Object point labels:
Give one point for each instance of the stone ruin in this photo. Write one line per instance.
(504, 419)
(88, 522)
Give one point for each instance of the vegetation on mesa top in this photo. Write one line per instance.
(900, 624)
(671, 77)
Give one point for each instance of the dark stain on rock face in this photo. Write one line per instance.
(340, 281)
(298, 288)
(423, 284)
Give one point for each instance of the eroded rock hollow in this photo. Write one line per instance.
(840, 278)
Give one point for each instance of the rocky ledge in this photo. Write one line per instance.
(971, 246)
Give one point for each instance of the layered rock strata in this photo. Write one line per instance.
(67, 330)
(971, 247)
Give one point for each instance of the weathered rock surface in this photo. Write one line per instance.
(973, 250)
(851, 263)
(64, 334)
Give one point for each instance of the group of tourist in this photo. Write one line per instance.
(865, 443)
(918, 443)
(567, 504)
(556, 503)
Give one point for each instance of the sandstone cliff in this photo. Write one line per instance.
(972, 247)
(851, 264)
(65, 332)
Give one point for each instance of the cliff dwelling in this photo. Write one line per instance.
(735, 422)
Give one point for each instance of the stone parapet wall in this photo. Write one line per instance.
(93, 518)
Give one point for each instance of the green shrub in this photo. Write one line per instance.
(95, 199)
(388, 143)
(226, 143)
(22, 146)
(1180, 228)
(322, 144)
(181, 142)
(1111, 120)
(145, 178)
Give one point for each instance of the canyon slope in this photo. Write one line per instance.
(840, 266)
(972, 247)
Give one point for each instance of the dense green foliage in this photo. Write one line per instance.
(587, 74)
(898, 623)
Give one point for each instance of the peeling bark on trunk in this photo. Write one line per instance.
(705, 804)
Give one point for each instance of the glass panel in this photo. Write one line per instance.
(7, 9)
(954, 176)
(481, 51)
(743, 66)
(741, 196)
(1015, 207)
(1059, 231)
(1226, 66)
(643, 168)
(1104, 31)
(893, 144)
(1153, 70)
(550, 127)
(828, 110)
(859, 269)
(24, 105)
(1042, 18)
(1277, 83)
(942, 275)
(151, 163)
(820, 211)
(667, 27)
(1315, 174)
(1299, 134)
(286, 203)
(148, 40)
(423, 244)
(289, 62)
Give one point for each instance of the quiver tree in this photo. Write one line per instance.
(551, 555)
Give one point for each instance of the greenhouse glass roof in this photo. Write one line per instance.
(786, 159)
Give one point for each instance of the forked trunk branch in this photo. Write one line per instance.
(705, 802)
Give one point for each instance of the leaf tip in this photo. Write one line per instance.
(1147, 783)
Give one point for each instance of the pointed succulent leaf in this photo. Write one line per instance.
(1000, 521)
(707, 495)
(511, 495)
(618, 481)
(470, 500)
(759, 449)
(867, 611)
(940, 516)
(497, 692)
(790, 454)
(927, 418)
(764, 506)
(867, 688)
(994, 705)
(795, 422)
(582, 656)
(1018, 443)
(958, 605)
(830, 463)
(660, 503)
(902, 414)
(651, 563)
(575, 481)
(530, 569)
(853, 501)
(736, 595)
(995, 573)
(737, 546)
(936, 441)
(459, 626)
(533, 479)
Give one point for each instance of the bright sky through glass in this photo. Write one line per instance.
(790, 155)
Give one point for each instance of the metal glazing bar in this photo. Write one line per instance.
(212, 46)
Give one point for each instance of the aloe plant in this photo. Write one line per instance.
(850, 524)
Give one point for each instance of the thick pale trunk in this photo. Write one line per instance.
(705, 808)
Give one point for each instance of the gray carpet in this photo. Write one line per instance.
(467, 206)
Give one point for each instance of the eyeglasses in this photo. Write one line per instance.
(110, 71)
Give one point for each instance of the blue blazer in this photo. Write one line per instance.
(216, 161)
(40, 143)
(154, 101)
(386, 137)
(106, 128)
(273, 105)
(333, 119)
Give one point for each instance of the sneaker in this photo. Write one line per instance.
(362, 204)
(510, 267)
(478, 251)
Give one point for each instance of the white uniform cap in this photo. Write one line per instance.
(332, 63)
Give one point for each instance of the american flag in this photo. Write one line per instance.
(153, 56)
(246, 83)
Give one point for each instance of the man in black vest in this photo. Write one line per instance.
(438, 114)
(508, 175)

Requirements:
Restate the data above word for word, please.

Answer:
Give one point for each instance of the stone ruin in this photo. Write one line per instance.
(504, 419)
(88, 522)
Give one point for each instance of the vegetation on mesa top in this photo. Write one line per instance.
(900, 624)
(671, 77)
Give one point for each instance of the dark stain on rock face in this photo. Write one line per instance.
(340, 281)
(298, 288)
(423, 284)
Give one point for each instance of the eroded rock hollow in this photo. Write one line per instance.
(840, 278)
Give one point for each instance of the rocky ledge in this photo. Write one line per instance.
(971, 246)
Give one point for each instance of the layered rock strata in this photo. Write one line per instance.
(67, 330)
(971, 247)
Give one point for each instance of the weathered rock surface in this photo. Write one line per instance.
(973, 250)
(851, 263)
(64, 334)
Give one point for each instance of the group of tourist in this photo. Write one line per instance.
(865, 443)
(918, 443)
(567, 504)
(556, 503)
Give one point for each instance of the sandstone cliff in this photo. Write one line per instance.
(972, 247)
(851, 264)
(65, 332)
Give one point for each instance of the cliff dwelling in this photo. Write one line per instance.
(735, 422)
Give one point for each instance of the stone parapet wall in this photo. Write one line per instance.
(93, 518)
Give one point for each instance of the green shrub in this photo. Write one line per instance.
(95, 199)
(388, 143)
(226, 143)
(22, 146)
(1180, 228)
(322, 144)
(181, 142)
(1111, 120)
(145, 178)
Give one point for each instance of the canyon slope in this photo. Write one line per instance.
(840, 266)
(972, 247)
Give one point for each instance of the dense green foliage in this photo. Write one line per instance.
(587, 74)
(898, 623)
Give one point for each instance of the peeling bark on trunk in this photo. Write one line per instance.
(705, 804)
Give one point for each instance of the glass panel in this photo. Write one line per instance.
(7, 9)
(954, 176)
(481, 51)
(743, 66)
(741, 196)
(1015, 207)
(1059, 231)
(1226, 66)
(643, 168)
(1104, 31)
(893, 144)
(1153, 70)
(550, 127)
(828, 110)
(859, 269)
(24, 105)
(1042, 18)
(1277, 83)
(942, 275)
(151, 163)
(820, 211)
(667, 27)
(1315, 174)
(1299, 134)
(286, 203)
(148, 40)
(423, 244)
(289, 62)
Give one point for each instance of the quiver tree in this photo. Write one line per instance.
(551, 555)
Give one point for each instance of the greenhouse glass roof in this photo. Write one line per instance.
(786, 159)
Give one point for each instance of the forked trunk branch in this photo. Write one line per instance.
(705, 802)
Give one point for each instance of the leaf tip in this photo. Write one line per instance.
(1147, 783)
Give one point for each instance of the pointed succulent leaf in this photo. Write one line per instance.
(1000, 521)
(707, 495)
(511, 495)
(618, 481)
(470, 500)
(759, 449)
(867, 611)
(940, 516)
(497, 692)
(790, 454)
(927, 418)
(764, 506)
(867, 688)
(994, 705)
(795, 422)
(582, 656)
(1018, 443)
(958, 605)
(830, 463)
(660, 503)
(902, 414)
(651, 563)
(575, 481)
(530, 569)
(853, 501)
(736, 595)
(995, 573)
(737, 546)
(936, 441)
(459, 626)
(533, 479)
Give one point for each instance of the bright sky through glass in this photo. Write one line per instance.
(790, 155)
Give one point for each instance of the metal glazing bar in this photo. Write one line per instance.
(212, 46)
Give one point for each instance of the aloe plant in this photo. Write one line per instance.
(850, 524)
Give one point for each instance of the thick pale trunk in this photo. Write one line per instance.
(705, 808)
Give one point for each instance of the gray carpet in this photo. Write one line per instance.
(467, 206)
Give one point for each instance of the eyeglasses in this photo. Write one line per instance.
(110, 71)
Give one point for each instance of the blue blazer in this photo. Write one line per instance.
(216, 161)
(40, 143)
(154, 101)
(386, 137)
(106, 128)
(273, 105)
(333, 119)
Give one point for each instance of the sneaker in this photo. Write one line per instance.
(362, 204)
(510, 267)
(478, 251)
Give one point for each instance of the white uniform cap in this photo. Write one line per instance.
(332, 63)
Give one point for each instance of the american flag in this photo. Write one line per instance.
(153, 56)
(246, 83)
Give one point for each instance of the man in black vest in this photo. Write one line per instance.
(438, 114)
(508, 175)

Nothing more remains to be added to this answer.